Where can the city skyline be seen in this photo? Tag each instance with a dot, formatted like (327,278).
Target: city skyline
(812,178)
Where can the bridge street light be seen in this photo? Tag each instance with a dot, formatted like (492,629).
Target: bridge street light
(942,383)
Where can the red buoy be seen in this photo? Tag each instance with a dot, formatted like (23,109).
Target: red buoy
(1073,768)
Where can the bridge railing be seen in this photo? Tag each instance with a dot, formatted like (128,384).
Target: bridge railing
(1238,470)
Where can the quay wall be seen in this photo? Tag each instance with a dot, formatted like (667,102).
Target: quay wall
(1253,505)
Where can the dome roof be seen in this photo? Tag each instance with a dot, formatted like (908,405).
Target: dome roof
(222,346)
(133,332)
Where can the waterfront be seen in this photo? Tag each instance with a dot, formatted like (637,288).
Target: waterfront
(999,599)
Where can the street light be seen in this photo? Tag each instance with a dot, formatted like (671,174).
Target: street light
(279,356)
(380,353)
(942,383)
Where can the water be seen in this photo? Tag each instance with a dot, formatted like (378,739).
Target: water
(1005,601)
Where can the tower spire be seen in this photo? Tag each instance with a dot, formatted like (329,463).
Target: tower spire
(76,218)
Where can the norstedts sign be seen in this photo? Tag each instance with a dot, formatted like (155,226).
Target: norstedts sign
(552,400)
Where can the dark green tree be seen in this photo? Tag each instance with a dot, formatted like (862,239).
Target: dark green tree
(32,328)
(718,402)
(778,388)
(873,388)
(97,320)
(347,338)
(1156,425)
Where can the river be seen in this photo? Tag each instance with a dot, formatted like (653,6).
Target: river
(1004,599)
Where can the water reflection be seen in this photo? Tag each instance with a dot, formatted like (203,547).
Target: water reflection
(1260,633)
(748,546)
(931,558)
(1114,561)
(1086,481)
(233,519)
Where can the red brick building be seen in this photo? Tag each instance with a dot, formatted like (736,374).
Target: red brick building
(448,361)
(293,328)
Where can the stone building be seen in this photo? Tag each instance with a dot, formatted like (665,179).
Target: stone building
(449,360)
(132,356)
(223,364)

━━━━━━━━━━━━━━━━━━━━

- [Task requirements] Can you retype every row above word for word, without changing anything?

- [Result below]
Where can the city skyline be seen in this photo? Tag each instance with a dot, formatted like (327,278).
Target: city skyline
(812,178)
Where can the bridge street light be seen in this photo? Tag each instance with a dot, formatted like (492,629).
Target: bridge street light
(942,383)
Where can the red buoy be seen in this photo? Tag each instance with a dot, formatted like (23,109).
Target: red buoy
(1073,768)
Where can the bridge railing be seen in this photo? Tag each instance with a dot, formatted like (128,384).
Target: bridge railing
(1238,470)
Where can the quay wall be seen in this photo? Tag each instance with a dot, formatted like (667,102).
Target: quay wall
(1253,505)
Where can the dome roof be seen in this photo? Tag each instance with a dot, formatted like (908,405).
Target: dome roof
(222,346)
(133,332)
Where can the waterfront be seen in this photo? Tag each instance with a dot, formatted like (637,288).
Target: waterfront
(999,599)
Where can the street light be seen in this photo? Tag each instance with a dot, formatted like (671,174).
Target: street light
(279,356)
(380,353)
(942,383)
Where can the water be seen in this photo? Tag each instance with a dot, formatted like (378,739).
Target: water
(1005,601)
Where can the tower spire be seen in this photo? Tag each instance with a dot, formatted like (329,463).
Target: tower spire
(76,218)
Where can the norstedts sign be seen in this photo? Tag each instance with a dot, formatted like (155,226).
Target: norstedts sign
(552,400)
Where can the dark green tree be seen in this photo? Tag each instance with a dot, formatted like (862,239).
Target: dark green tree
(32,328)
(718,402)
(778,388)
(873,388)
(97,320)
(347,338)
(1156,425)
Where can the river be seen in this photo? Tag each instance with a dot, formatted like (653,6).
Target: river
(1004,599)
Where can the water reflection be seen in this photo? Tag each instance with a dot, formatted like (203,547).
Target: water reflection
(1260,633)
(748,546)
(931,558)
(1114,561)
(1086,481)
(233,519)
Where can the red brick building be seen in this photo? Tag each instance with a dot, formatted like (736,374).
Target: red brick building
(448,361)
(293,328)
Where can the stone building be seen in this photo? Tag each instance with a dot, formatted like (665,179).
Target: stone building
(449,360)
(132,356)
(223,364)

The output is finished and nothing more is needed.